*HOW TO COMPLETE THIS TASK*
Locate each line in the records containing "canopy". Copy it.

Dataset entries
------------------------------------------------------------------------

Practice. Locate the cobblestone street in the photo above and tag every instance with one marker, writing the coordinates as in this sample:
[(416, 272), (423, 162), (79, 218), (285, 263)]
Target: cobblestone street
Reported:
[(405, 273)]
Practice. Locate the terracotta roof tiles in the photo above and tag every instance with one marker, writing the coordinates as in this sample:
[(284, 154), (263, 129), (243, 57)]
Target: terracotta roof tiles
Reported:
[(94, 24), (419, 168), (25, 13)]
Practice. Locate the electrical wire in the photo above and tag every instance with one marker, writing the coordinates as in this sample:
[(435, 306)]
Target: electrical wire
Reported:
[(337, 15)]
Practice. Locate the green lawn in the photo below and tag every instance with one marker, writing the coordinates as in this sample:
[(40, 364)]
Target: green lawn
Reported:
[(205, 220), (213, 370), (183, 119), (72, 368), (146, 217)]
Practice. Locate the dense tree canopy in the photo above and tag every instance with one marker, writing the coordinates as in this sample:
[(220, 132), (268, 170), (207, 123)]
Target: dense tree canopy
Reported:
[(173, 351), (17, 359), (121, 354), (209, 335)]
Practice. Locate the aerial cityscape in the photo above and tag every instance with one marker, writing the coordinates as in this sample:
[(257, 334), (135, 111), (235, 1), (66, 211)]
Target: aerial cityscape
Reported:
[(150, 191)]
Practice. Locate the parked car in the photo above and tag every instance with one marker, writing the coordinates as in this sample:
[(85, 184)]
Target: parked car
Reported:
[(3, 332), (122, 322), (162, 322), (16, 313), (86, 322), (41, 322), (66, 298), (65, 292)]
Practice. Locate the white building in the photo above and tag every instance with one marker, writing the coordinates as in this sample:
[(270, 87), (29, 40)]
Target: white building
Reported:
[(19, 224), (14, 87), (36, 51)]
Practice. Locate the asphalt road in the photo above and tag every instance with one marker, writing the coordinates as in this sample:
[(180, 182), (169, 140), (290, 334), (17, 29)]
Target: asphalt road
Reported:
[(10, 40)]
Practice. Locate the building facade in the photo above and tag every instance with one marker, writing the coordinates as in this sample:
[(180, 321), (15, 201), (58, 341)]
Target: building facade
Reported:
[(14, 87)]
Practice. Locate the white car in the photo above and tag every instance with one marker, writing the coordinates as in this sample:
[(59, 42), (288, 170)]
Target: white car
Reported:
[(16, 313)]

------------------------------------------------------------------------

*EXERCISE SOLUTION*
Practice. Locate the dense tree canopy in the photo above and tag every instance with one marker, writing the coordinates as in this sample:
Target: dense tree canopy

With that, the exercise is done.